What the exercise asks:
Transcribe, exactly and without pictures, the lines below from the line with "point_to annotates the sparrow" to the line with "point_to annotates the green moss", both ends included, and no others.
Source material: Begin
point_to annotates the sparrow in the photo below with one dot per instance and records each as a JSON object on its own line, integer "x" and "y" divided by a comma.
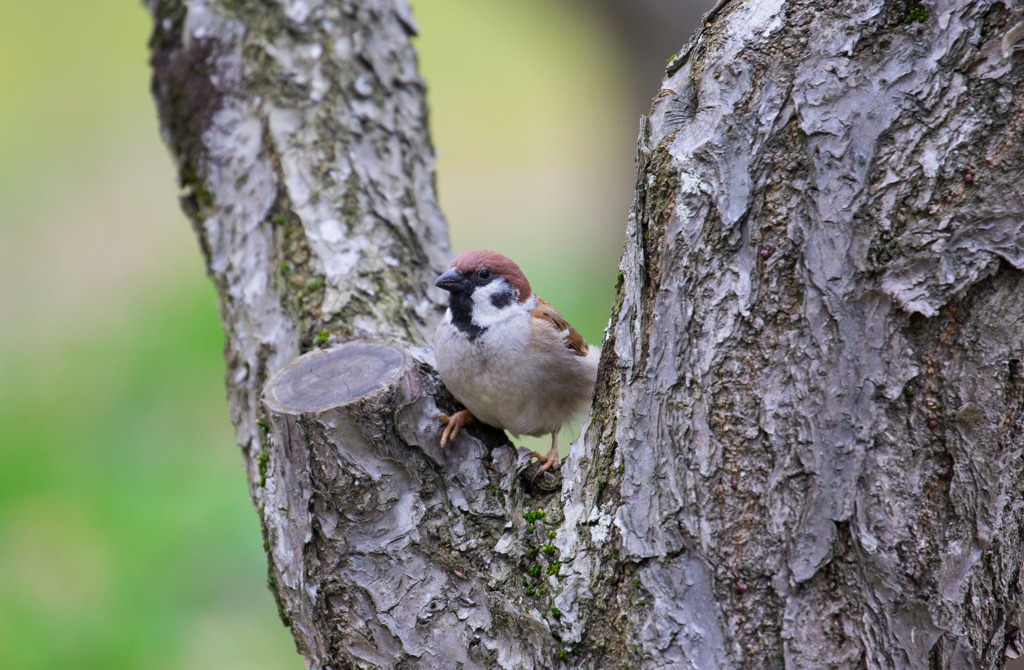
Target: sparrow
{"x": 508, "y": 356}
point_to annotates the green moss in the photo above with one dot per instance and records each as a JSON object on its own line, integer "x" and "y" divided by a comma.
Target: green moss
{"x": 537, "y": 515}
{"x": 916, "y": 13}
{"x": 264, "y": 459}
Source material: End
Source material: Begin
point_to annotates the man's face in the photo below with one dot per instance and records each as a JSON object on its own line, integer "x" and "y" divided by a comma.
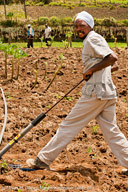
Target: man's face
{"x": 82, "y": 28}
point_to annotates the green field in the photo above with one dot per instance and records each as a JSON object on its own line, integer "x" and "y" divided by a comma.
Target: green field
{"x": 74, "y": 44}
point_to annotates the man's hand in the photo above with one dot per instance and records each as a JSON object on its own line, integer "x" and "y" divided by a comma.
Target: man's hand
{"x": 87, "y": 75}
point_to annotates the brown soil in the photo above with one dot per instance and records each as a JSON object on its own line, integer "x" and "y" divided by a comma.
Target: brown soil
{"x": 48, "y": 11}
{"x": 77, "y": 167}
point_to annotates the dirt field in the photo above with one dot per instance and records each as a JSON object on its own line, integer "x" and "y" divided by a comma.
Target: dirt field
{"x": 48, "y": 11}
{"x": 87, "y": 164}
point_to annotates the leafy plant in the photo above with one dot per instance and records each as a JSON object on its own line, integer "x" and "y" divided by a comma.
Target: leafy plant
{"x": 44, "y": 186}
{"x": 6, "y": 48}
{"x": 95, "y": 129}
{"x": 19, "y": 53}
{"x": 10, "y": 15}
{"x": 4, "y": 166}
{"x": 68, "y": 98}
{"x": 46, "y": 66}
Source material: End
Source material: Begin
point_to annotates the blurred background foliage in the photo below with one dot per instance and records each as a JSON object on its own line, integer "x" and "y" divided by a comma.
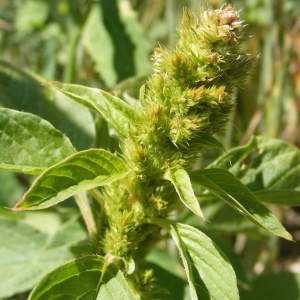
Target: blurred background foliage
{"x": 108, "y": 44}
Source material: End
Exercise solution:
point_to annotates the sparrow in the photo below with one dot per instance and records each as a JSON object on its own line, integer "x" and "y" divided by a comma.
Target: sparrow
{"x": 508, "y": 356}
point_to annotates the green moss in the photo above with one dot per instance and records each as a JSON object on its own line, integer "x" and "y" divided by a comma.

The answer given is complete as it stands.